What is being asked ▸
Please return each line in the listing below that contains the word "appear". Case counts.

Task inputs ▸

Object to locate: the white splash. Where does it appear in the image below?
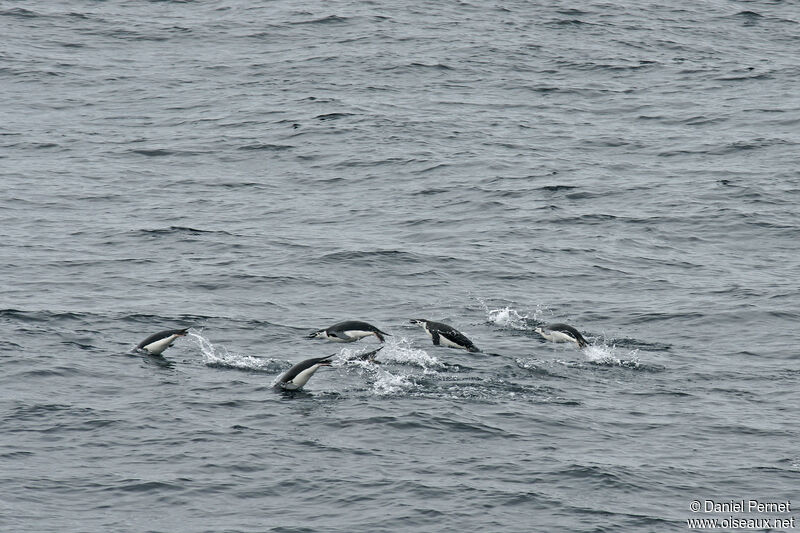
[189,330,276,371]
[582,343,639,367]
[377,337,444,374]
...
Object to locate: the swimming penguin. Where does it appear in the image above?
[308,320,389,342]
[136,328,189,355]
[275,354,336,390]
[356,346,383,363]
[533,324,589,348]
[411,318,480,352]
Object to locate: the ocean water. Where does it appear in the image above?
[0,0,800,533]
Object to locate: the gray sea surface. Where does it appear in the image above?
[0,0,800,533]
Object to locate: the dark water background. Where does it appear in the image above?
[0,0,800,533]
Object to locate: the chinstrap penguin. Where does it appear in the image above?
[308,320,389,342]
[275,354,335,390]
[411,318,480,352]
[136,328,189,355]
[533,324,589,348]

Result of this task ▸
Object to locate: the white splash. Where does it appear in the image below?
Object to locate: the swimming penguin. Where does it appear in the image above?
Object to locate: the ocean water. Where does it appear in the image above?
Object to locate: the gray sea surface. Where does it appear in the image above?
Object to locate: the dark water background. Where does it appear in the image above?
Object to locate: the chinstrap penguin. Where does it appear in the image above?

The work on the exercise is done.